== WHAT THE TASK REQUIRES ==
Where the records below show the word "windshield" in a line, please copy that line.

== DATA PROVIDED ==
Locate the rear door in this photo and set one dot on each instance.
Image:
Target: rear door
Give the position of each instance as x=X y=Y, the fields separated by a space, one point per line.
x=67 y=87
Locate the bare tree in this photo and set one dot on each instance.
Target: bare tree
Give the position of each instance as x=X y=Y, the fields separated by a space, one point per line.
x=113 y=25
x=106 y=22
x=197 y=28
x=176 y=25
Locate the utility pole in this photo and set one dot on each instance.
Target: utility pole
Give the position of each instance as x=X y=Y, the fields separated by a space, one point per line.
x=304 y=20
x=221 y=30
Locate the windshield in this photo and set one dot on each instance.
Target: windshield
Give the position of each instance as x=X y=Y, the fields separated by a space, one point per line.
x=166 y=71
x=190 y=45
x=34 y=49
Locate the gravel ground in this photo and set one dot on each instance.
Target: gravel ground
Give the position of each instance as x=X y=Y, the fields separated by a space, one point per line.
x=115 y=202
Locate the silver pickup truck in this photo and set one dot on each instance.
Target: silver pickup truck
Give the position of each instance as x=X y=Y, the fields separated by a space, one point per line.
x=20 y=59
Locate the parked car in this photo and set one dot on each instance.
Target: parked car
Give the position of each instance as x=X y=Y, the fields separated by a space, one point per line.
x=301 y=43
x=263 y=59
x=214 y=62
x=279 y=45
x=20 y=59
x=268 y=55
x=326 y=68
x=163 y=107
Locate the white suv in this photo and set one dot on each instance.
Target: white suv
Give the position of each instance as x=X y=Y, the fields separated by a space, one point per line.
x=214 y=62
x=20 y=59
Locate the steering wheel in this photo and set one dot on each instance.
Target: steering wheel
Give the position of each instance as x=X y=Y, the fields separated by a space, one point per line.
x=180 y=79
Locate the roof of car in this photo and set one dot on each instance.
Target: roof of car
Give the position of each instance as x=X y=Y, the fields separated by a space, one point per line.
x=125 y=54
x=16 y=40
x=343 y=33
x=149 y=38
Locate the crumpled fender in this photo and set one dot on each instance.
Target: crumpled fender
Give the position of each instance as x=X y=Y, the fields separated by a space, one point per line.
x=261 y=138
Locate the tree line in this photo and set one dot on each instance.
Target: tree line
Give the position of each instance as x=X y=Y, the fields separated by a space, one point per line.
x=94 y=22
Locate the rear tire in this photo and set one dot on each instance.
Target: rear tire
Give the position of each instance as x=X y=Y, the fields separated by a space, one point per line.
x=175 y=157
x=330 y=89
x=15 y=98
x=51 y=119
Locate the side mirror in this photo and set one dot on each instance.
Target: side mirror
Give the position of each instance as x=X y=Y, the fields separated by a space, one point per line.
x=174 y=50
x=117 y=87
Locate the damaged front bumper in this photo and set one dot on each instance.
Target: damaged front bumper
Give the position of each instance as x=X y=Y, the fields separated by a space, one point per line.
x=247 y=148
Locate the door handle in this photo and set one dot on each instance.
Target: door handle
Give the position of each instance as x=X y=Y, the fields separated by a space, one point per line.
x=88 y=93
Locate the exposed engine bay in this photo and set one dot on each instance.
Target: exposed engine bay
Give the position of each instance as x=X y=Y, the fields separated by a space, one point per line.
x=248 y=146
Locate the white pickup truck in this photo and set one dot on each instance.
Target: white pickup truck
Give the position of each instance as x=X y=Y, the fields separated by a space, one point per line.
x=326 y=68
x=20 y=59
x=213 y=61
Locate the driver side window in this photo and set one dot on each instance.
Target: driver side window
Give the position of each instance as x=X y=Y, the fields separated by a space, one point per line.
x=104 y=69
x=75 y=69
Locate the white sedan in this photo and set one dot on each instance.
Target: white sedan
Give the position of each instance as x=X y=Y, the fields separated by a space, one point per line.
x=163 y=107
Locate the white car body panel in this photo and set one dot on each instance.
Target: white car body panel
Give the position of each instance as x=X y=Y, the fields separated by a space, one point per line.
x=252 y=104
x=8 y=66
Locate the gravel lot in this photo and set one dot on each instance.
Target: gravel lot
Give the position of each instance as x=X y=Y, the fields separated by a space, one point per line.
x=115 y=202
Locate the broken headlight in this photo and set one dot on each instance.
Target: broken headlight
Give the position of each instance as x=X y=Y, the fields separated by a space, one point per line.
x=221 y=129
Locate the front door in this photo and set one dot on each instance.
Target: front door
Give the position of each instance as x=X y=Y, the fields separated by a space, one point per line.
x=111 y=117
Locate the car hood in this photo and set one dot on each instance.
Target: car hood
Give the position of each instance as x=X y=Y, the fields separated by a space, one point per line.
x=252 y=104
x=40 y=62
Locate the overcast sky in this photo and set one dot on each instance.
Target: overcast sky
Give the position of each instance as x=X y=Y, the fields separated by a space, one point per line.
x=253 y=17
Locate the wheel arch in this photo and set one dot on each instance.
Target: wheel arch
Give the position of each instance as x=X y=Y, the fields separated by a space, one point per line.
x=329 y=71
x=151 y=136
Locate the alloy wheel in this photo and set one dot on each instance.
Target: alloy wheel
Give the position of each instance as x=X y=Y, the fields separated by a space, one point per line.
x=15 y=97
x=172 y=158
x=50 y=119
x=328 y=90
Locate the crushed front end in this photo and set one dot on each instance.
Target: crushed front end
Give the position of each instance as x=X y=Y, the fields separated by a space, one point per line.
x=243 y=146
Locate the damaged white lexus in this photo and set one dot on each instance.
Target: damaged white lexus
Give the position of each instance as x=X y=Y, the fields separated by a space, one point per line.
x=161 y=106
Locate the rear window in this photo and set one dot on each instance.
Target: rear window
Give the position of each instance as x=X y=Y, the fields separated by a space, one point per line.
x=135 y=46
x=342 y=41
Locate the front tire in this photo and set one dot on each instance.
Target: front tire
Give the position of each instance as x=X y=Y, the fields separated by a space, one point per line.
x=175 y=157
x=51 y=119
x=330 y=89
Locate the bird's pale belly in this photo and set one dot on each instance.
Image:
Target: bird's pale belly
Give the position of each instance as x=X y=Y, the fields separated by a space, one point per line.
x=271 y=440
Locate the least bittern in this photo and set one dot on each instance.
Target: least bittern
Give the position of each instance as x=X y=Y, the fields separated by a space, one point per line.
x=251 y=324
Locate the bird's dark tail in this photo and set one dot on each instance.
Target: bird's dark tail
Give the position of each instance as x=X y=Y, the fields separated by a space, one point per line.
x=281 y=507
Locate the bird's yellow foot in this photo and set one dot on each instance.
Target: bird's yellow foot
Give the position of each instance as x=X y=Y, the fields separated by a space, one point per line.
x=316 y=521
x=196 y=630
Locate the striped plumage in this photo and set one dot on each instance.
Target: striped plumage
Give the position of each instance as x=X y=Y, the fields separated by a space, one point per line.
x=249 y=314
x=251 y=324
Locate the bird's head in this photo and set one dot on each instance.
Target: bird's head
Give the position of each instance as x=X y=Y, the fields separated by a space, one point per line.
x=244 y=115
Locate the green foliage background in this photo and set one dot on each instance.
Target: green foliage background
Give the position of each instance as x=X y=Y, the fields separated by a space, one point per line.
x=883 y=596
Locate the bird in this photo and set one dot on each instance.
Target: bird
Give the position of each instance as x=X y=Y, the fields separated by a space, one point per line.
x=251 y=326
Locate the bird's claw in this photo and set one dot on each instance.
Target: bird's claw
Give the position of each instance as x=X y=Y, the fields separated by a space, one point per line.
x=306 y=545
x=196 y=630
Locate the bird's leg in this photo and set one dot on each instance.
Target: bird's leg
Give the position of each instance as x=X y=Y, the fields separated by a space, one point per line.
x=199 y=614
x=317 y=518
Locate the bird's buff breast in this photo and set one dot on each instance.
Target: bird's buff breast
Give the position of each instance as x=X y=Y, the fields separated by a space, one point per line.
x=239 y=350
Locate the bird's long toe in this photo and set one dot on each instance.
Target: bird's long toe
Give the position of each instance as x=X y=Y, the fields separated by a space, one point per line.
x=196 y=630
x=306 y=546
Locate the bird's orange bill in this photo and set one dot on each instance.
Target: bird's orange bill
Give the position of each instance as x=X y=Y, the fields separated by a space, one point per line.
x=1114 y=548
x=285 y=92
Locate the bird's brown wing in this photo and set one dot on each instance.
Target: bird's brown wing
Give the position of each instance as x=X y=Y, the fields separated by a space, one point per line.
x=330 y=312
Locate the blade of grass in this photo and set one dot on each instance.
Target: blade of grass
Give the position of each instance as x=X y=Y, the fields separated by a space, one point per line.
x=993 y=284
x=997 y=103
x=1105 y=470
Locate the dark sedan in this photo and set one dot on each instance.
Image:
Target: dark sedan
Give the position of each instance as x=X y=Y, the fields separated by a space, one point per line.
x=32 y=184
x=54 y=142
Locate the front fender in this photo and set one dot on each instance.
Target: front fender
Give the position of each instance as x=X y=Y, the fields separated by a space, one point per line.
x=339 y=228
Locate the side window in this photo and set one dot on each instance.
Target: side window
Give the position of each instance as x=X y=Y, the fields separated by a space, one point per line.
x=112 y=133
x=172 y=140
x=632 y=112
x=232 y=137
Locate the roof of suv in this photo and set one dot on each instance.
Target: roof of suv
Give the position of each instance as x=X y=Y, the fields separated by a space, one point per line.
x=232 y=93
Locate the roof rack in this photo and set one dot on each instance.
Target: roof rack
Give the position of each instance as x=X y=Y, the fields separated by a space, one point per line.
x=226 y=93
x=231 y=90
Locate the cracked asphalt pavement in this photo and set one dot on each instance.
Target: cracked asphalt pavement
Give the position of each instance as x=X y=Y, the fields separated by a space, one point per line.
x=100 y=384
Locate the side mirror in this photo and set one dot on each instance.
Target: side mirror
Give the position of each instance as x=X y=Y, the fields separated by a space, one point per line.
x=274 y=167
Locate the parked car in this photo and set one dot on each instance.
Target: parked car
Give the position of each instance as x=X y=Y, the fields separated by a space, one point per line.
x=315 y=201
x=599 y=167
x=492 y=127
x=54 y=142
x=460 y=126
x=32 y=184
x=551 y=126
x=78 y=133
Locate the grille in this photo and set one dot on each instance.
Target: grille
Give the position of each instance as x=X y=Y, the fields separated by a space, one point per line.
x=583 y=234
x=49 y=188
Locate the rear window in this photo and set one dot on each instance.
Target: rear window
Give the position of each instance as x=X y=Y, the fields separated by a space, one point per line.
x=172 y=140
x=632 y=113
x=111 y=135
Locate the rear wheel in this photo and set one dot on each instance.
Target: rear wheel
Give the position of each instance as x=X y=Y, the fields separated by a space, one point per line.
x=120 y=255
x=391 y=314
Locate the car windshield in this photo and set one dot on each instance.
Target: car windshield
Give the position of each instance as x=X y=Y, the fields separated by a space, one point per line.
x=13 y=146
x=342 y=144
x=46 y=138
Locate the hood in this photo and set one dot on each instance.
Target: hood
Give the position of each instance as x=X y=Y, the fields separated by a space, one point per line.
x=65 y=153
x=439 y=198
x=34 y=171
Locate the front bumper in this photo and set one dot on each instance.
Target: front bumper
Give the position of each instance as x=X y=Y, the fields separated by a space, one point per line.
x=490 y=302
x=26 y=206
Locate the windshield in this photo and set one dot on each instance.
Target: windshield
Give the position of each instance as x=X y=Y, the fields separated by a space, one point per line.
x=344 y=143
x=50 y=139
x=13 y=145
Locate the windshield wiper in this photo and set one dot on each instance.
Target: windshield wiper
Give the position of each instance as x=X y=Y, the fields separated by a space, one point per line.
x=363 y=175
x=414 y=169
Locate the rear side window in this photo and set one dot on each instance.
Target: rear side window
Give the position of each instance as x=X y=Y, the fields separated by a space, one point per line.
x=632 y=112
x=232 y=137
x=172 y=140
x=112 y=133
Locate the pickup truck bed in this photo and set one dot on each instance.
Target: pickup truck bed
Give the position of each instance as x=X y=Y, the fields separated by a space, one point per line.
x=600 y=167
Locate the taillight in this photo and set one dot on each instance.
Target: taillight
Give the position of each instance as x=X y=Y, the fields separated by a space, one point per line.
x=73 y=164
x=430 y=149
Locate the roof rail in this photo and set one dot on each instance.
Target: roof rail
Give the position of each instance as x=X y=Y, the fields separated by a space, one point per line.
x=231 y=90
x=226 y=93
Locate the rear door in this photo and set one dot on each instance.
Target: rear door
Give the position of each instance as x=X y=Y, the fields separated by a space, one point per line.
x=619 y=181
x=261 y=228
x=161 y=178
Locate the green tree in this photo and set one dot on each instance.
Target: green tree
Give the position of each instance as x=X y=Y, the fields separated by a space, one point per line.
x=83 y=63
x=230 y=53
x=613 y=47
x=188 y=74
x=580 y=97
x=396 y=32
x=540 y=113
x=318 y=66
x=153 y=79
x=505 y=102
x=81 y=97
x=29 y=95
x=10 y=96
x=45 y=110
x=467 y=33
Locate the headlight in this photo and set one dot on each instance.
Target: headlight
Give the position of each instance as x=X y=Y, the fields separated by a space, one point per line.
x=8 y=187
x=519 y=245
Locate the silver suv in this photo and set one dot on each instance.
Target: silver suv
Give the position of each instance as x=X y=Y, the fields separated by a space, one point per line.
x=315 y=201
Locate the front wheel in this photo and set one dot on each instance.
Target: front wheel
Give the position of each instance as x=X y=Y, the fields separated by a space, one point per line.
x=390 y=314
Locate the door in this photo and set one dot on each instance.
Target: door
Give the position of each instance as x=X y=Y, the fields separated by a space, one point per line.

== TASK SOLUTION ==
Locate the windshield in this photo and set one dot on each instance.
Target: windshield
Locate the car windshield in this photo and set one dot on each instance.
Target: car windshield
Locate the windshield in this photo and set one dot on each instance.
Target: windshield
Locate the windshield wiper in this photo and set one dot on each instance.
Target: windshield wiper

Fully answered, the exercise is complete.